# Task instructions
Copy out all of the lines below word for word, but leave the pictures out.

# Provided entries
_ _ _ _
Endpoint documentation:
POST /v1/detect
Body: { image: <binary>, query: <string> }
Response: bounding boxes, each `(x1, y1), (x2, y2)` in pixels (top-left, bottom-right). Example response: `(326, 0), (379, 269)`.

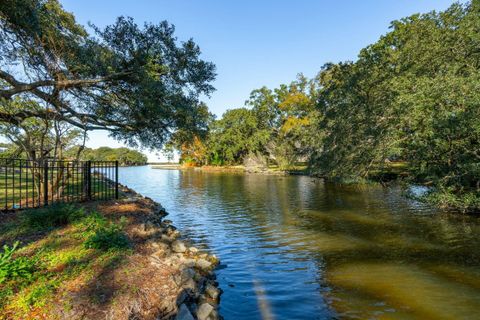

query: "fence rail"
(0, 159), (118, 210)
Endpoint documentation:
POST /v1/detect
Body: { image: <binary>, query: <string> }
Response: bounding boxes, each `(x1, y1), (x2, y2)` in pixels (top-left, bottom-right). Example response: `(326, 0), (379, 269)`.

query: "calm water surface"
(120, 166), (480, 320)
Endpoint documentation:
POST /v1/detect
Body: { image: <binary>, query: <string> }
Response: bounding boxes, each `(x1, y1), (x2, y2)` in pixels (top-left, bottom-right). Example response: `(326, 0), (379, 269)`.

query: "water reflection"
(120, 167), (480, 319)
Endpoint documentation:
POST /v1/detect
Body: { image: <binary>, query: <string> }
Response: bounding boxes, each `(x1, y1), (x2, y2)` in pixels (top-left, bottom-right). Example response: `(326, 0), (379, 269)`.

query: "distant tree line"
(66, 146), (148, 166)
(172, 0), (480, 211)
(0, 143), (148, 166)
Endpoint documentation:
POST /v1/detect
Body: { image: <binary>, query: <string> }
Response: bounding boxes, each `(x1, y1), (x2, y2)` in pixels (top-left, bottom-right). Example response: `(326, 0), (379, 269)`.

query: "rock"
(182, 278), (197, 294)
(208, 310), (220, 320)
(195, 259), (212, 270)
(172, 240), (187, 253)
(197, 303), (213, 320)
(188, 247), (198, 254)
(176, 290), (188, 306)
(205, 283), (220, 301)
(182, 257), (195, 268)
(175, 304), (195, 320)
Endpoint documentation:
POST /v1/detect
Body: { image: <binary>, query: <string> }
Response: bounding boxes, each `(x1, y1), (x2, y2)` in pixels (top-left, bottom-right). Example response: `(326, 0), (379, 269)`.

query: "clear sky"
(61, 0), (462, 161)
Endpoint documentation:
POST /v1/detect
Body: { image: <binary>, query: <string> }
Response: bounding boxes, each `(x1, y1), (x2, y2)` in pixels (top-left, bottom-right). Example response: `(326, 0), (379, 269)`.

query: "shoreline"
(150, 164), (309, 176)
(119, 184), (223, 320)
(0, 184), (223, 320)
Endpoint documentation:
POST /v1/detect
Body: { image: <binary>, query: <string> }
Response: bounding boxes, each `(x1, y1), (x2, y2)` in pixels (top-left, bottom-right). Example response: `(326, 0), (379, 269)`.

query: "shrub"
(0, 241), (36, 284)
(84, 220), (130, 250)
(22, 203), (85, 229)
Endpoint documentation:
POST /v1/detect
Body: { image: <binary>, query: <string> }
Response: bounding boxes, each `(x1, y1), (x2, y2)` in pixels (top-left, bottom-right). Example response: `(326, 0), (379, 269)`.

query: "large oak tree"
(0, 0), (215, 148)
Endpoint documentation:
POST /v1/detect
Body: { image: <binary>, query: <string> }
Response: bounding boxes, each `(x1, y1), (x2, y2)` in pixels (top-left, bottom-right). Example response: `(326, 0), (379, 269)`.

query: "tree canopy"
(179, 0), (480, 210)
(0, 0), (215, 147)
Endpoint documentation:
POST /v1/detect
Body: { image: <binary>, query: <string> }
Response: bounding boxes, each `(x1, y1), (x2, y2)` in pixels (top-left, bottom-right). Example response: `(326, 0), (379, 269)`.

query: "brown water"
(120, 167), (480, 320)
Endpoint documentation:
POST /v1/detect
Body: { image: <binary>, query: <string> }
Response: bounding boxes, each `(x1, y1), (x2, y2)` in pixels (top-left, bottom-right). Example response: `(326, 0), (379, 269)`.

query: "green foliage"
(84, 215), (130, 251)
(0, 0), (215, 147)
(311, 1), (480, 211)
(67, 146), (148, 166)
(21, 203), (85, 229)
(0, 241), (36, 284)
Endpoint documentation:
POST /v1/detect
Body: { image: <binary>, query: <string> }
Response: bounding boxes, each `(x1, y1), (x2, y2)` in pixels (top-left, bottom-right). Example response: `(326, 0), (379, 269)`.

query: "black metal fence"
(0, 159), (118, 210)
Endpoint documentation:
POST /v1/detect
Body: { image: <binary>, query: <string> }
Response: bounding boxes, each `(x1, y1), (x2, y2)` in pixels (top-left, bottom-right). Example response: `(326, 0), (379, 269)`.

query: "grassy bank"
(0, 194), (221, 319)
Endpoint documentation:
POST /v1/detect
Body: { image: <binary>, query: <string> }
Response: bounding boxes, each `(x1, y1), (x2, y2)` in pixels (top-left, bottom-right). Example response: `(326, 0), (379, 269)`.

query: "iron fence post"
_ _ _ _
# Response to the task
Endpoint documentation:
POST /v1/detect
Body: { image: <binary>, query: <string> }
Response: bounding boxes, each `(x1, y1), (x2, y2)` in pixels (top-left, bottom-right). Example response: `(326, 0), (379, 269)`.


query: "fence rail"
(0, 159), (118, 210)
Endpoint documentation:
POST /v1/detect
Body: { image: <binary>, query: <string> }
Response: bounding boxes, each `(x1, y1), (x2, y2)` in pixels (top-left, bottom-right). Example response: `(326, 0), (379, 269)`.

query: "calm water surface"
(120, 166), (480, 320)
Endpoint documentation:
POST /v1/detect
Body: { image: <binary>, query: <string> }
Response: bounding boxes, each `(x1, y1), (x2, y2)` in pixels (top-left, bottom-right). Example response: `(326, 0), (379, 269)`.

query: "water reflection"
(120, 167), (480, 319)
Endpoint documentation:
POST /v1/detect
Body: { image: <binary>, query: <string> }
Response: bounding boxes, each `(x1, y1), (x2, y2)` in pixels (top-left, bottom-right). Example response: `(326, 0), (379, 269)`.

query: "distant tree line"
(66, 146), (148, 166)
(172, 0), (480, 211)
(0, 143), (148, 166)
Endpoint documentation:
POST /v1/detect
Body: { image: <binary>, query: <string> }
Response: bounding boxes, each `(x1, y1), (x2, y2)` in pixels (top-left, bottom-right). Example response: `(326, 0), (379, 269)`.

query: "rock"
(182, 278), (197, 294)
(208, 310), (220, 320)
(195, 259), (212, 270)
(172, 240), (187, 253)
(197, 303), (213, 320)
(188, 247), (198, 254)
(176, 290), (188, 306)
(205, 283), (220, 301)
(182, 257), (195, 268)
(175, 304), (195, 320)
Endpoint documentation:
POST /v1/detect
Body: { image: <binary>, query: <string> }
Response: bounding boxes, each `(x1, y1), (x2, y2)` in pixels (top-left, bottom-right). Example response: `(326, 0), (379, 269)`.

query: "clear sky"
(61, 0), (462, 161)
Endpoint documentation:
POST /v1/detect
Body: { image: <binary>, query: <string> }
Response: bounding boxes, each `(x1, y1), (x2, y2)` in pixels (top-left, bottom-right). Example response: `(326, 0), (379, 269)`.

query: "shoreline"
(150, 164), (309, 176)
(119, 184), (223, 320)
(0, 184), (223, 320)
Endpoint documentation:
POST /v1/detect
Body: { image: <binary>, query: <string> }
Response: bounding boxes, each `(x1, y1), (x2, y2)` in pixels (top-left, bottom-right). Example response: `(326, 0), (379, 269)`.

query: "shrub"
(0, 241), (36, 284)
(84, 220), (130, 250)
(22, 203), (85, 229)
Endpoint documentation:
POST /v1/detect
Body: { image: <binary>, query: <string> }
Response: bounding boxes, each `(x1, y1), (x2, y2)` in pixels (top-left, bottom-right). Example response: `(326, 0), (379, 269)`.

query: "large oak tree"
(0, 0), (215, 148)
Endpoint documentation:
POST /v1/detect
Body: { image: <binary>, query: <string> }
Response: bounding boxes, each `(x1, y1), (x2, y2)` in pixels (top-left, bottom-right). Example response: `(326, 0), (379, 269)`.

query: "tree canopy"
(179, 0), (480, 210)
(0, 0), (215, 147)
Endpoint documentation:
POST /v1/detect
Body: { image: <binary>, query: <string> }
Response: bounding boxes, each `(x1, y1), (x2, y2)` in pixels (top-left, bottom-right). Example response: `(326, 0), (379, 269)`.

query: "brown water"
(120, 167), (480, 320)
Endpoint documentation:
POST /v1/detect
Body: { image: <binary>, query: <string> }
Response: bounding boxes, each `(x1, y1), (x2, y2)` in pixels (top-left, bottom-right). Example response: `(326, 0), (379, 269)`.

query: "green foliage"
(84, 215), (130, 251)
(0, 0), (215, 147)
(311, 1), (480, 211)
(67, 146), (148, 166)
(21, 203), (85, 229)
(0, 241), (36, 284)
Endpoint documentation:
POST /v1/detect
Body: { image: <binary>, query: <string> }
Response: bounding boxes, each `(x1, y1), (x2, y2)` in pixels (top-left, bottom-right). Example response: `(326, 0), (379, 269)`.

query: "black metal fence"
(0, 159), (118, 210)
Endpoint documentation:
POST /v1/detect
Body: { image: <binary>, query: <string> }
Response: bounding boxes, each `(x1, y1), (x2, y2)` in pixels (top-left, bottom-right). Example response: `(326, 0), (379, 269)`.

query: "grassy bank"
(0, 194), (221, 319)
Endpoint documentation:
POST /v1/detect
Body: { image: <binary>, query: <string> }
Response: bounding boxes, each `(x1, y1), (x2, y2)` in pixels (top-left, bottom-right). Example response: `(326, 0), (379, 269)`.

query: "iron fence post"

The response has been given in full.